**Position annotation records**
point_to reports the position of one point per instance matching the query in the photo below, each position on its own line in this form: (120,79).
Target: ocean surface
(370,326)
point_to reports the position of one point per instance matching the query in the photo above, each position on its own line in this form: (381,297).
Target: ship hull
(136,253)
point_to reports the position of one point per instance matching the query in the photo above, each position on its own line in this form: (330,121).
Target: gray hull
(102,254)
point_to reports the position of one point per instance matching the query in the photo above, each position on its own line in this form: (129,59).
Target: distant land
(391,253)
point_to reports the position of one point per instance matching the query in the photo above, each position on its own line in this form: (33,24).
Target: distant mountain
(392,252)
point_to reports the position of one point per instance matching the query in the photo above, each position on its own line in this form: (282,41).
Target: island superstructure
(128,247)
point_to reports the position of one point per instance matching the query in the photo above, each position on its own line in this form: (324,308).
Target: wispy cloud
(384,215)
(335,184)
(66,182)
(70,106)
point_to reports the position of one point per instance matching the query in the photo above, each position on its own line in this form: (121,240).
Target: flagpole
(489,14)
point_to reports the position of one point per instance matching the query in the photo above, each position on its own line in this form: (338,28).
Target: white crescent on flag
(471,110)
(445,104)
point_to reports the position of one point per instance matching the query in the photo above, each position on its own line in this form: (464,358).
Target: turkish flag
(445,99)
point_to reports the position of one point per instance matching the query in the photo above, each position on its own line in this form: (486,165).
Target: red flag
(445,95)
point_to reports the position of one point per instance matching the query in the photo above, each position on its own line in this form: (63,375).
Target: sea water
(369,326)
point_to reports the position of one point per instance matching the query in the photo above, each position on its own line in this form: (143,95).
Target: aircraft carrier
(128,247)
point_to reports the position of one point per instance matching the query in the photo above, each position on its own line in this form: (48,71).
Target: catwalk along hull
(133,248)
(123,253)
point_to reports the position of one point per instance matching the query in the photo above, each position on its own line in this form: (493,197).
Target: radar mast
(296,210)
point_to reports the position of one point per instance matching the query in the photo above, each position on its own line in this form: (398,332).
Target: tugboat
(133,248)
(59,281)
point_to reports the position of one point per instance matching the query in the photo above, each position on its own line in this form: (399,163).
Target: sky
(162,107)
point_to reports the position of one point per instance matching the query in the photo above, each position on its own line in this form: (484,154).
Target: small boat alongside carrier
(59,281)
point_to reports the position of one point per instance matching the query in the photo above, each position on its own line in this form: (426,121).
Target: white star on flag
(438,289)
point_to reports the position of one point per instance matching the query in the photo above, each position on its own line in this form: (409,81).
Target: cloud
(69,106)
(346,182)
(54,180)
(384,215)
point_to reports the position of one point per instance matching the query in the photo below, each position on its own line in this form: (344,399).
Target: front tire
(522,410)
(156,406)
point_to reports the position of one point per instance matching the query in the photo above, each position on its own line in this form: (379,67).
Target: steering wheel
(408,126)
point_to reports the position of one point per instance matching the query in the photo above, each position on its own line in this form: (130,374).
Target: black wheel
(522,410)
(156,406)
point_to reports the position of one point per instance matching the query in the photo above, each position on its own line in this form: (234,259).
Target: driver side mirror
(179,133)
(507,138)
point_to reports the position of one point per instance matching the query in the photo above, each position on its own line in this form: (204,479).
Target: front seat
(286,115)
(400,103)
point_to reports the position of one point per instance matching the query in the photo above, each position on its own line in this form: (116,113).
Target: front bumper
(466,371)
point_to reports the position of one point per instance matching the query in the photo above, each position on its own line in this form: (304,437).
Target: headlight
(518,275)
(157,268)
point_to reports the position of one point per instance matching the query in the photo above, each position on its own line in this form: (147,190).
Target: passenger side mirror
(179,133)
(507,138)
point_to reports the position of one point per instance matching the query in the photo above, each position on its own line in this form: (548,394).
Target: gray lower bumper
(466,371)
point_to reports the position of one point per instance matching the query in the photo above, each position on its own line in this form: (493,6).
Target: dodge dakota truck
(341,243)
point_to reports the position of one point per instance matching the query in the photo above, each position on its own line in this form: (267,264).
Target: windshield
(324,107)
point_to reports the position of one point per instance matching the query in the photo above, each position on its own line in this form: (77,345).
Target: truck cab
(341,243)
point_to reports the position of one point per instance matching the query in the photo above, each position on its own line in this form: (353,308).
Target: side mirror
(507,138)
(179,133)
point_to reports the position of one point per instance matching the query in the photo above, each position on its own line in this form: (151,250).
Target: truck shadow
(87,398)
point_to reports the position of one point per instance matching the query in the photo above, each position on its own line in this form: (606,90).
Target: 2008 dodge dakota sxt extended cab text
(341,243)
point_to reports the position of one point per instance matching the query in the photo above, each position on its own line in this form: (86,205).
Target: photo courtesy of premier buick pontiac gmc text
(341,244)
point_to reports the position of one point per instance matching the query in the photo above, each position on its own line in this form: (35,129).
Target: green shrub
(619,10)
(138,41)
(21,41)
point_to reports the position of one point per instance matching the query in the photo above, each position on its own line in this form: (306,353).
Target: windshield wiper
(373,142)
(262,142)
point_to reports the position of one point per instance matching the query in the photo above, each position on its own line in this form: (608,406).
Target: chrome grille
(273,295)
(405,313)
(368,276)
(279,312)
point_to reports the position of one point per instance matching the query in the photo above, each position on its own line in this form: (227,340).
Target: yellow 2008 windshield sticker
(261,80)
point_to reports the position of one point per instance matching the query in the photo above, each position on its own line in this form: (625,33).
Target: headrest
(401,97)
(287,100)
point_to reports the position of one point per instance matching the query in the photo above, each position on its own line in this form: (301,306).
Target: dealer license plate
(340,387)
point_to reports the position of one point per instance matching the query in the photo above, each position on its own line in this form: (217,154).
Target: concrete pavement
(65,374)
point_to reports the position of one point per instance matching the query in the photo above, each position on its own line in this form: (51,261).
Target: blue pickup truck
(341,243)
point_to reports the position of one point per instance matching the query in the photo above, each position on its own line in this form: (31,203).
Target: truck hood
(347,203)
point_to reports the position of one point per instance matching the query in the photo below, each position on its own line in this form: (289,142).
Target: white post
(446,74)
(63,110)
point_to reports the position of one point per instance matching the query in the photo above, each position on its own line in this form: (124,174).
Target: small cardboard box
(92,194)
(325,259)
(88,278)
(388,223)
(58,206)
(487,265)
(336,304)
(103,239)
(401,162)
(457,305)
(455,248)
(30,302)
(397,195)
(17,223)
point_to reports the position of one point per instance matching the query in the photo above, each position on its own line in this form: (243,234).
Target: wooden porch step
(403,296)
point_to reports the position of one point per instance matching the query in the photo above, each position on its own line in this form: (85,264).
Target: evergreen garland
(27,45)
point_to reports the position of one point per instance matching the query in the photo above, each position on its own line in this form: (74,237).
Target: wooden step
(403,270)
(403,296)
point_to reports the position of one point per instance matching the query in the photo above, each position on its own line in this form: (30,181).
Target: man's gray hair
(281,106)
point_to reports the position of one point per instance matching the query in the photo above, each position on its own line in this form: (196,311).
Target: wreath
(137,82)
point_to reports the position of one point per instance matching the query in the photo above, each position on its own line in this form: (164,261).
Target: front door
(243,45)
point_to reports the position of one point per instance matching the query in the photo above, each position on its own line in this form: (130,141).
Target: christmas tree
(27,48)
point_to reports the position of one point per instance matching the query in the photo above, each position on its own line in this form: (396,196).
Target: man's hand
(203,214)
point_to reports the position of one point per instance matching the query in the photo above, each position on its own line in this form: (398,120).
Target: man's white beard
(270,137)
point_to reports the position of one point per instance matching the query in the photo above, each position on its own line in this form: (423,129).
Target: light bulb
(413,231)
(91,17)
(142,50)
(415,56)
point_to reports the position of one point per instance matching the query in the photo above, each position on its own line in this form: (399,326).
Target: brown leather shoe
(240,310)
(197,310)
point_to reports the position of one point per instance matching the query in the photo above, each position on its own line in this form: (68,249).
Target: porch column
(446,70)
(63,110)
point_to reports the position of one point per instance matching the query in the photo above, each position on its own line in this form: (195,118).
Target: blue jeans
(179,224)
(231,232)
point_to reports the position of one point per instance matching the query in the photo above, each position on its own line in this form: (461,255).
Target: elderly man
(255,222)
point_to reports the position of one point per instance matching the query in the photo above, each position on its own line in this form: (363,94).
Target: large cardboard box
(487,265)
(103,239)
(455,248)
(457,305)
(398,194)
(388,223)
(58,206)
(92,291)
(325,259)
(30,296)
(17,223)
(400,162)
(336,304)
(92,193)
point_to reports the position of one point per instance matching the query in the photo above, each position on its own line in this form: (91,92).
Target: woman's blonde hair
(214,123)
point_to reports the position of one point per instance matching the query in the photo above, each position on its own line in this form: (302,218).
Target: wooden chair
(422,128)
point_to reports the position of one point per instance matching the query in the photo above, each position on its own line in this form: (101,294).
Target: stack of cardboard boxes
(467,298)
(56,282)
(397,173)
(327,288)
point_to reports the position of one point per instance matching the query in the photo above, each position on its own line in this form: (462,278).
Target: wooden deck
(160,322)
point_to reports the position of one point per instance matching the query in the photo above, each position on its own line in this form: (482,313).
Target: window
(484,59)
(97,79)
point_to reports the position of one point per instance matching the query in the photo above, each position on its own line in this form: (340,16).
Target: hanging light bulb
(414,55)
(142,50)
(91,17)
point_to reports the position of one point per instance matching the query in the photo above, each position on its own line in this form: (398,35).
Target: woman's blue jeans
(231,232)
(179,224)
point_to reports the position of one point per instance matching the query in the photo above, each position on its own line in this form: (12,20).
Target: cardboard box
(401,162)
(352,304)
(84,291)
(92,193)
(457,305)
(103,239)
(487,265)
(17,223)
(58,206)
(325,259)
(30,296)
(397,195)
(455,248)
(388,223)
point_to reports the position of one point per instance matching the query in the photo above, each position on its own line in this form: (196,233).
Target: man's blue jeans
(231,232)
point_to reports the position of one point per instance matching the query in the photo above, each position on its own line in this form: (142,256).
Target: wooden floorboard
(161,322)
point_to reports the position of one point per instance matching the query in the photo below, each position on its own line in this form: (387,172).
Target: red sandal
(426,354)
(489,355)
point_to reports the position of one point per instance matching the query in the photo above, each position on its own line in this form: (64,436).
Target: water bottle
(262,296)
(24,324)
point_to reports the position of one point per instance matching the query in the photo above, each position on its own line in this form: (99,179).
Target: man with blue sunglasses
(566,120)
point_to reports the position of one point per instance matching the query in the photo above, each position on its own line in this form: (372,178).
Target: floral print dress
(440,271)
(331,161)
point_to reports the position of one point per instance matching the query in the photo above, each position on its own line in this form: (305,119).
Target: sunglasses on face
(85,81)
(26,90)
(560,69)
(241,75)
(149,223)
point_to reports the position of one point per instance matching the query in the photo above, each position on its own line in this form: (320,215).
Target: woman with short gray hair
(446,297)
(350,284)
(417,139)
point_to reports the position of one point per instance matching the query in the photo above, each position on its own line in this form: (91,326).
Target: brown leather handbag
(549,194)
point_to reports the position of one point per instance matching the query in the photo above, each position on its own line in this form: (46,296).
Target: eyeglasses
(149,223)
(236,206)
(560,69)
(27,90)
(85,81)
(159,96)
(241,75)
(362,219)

**Your objective**
Print nothing but the lines from the line with "this form: (387,172)." to the last line of the records above. Both of those lines count.

**Answer to the task**
point_to reports the position of one point per instance matching the query in the photo below, each position on its own line in this form: (387,172).
Target: red sandal
(426,354)
(489,355)
point_to reports the position of one point per instance matching the query in the photo above, each position on its own line in this form: (64,436).
Target: water bottle
(262,296)
(24,324)
point_to reports the position of one point per instance matching the query in the photo above, each position on its own line in this form: (99,179).
Target: man with blue sunglasses
(566,120)
point_to reports the position of one point per instance matching the query in the photo above, each position on its own line in this form: (372,178).
Target: floral print dress
(440,271)
(331,161)
point_to reports the position of one point per instance matching the query in the photo above, each position on its own line in this form: (305,119).
Target: sunglasses on face
(85,81)
(26,90)
(560,69)
(241,75)
(149,223)
point_to reports the position of one point per instance matching the query in the photo above, each position on its own line in this form: (320,215).
Target: woman with short gray hair
(446,297)
(350,284)
(417,139)
point_to reports the position of one point per instance matching the query in the photo above, each position on its own line in this form: (91,326).
Target: brown leather handbag
(549,194)
point_to reports the position of one point per instance matching the query in the photo above, each position on its own line in this form: (46,296).
Target: eyeglasses
(149,223)
(236,206)
(560,69)
(27,90)
(85,81)
(159,96)
(241,75)
(362,219)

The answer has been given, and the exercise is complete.